## begin
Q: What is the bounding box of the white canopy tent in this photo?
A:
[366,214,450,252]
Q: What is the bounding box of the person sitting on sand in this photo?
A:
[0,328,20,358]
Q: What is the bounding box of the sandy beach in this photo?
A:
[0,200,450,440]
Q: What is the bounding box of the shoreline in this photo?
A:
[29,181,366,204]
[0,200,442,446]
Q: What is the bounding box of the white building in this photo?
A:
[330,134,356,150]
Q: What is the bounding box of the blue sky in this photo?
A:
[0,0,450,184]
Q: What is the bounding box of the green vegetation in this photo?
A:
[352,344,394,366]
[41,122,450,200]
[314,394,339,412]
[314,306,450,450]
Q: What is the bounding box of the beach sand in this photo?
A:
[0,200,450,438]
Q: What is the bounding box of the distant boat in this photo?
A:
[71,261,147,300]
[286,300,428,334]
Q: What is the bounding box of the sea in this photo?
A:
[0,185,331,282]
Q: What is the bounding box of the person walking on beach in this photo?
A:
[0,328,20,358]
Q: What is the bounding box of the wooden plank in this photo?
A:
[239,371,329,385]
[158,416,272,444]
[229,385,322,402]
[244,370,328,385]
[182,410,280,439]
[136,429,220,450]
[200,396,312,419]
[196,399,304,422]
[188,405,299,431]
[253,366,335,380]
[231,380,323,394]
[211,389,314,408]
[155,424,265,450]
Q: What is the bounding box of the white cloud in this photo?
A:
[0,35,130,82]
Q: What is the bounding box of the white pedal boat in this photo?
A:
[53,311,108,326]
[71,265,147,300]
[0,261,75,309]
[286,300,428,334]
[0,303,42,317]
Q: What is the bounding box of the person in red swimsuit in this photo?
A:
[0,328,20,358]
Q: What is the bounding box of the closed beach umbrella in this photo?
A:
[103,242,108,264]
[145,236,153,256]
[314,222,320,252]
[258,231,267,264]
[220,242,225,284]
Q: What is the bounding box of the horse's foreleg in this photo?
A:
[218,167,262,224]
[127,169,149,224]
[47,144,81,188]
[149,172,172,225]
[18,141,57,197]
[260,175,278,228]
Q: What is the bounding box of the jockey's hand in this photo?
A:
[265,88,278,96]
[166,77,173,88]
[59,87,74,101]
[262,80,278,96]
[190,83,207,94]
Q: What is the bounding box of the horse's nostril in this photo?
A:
## end
Reproduce the material precisely, including every line.

_Final answer:_
Q: What is the bounding box of the white canopy tent in this photo?
A:
[366,214,450,252]
Q: What is the bounding box of the person sitting on sand in this photo?
A:
[0,328,20,358]
Q: What is the bounding box of the sandy beach in this photo?
A:
[0,200,450,440]
Q: What is the bounding box of the shoreline in this photo?
A:
[29,181,366,204]
[0,200,442,446]
Q: What is the bounding box of the white building in this photo?
A:
[330,134,356,150]
Q: What is the bounding box of the blue sky in this photo?
A:
[0,0,450,184]
Q: What is the bounding box of the green vegetation in this photo?
A:
[352,344,394,366]
[41,122,450,200]
[314,394,339,412]
[314,306,450,450]
Q: What is the bounding box of the beach sand in this photo?
A:
[0,200,450,438]
Q: What is the bounding box of the distant boat in this photo?
A:
[71,261,147,300]
[286,300,428,334]
Q: What is the bounding box of the sea in this photo?
A:
[0,185,331,282]
Q: What is the bounding box of the person walking on beach in this photo?
A:
[0,328,20,358]
Q: What is the bounding box of the wooden plank in this photo?
A:
[239,371,329,385]
[158,416,272,444]
[229,385,322,402]
[244,370,328,385]
[182,410,280,439]
[136,429,220,450]
[200,396,312,419]
[196,399,304,422]
[188,405,299,431]
[253,366,335,380]
[231,380,323,394]
[211,389,314,408]
[155,424,265,450]
Q: What is the bounding box of the white cloud in this photo?
A:
[0,35,130,82]
Q: What is the bounding box of the white pedal boat in this photo?
A:
[53,311,108,326]
[71,265,147,300]
[0,261,75,309]
[286,300,428,334]
[0,303,42,317]
Q: What is the bounding box of the person in red swimsuit in this photo?
A:
[0,328,20,358]
Q: What is the bounding box of the closed beach umbrella in this photo?
A:
[103,242,108,264]
[145,236,153,256]
[314,222,320,252]
[258,231,267,264]
[220,242,225,284]
Q: What is the bounding box of the horse's foreleg in this photo?
A:
[218,167,262,224]
[127,169,149,224]
[47,144,81,188]
[149,172,172,225]
[18,141,57,197]
[260,175,278,228]
Q: What is the bounding box of the jockey's hand in this photo?
A:
[265,88,278,96]
[166,77,173,88]
[59,87,74,101]
[262,80,278,96]
[190,83,207,94]
Q: What is the bounding box of the horse's nostril in this photo?
A:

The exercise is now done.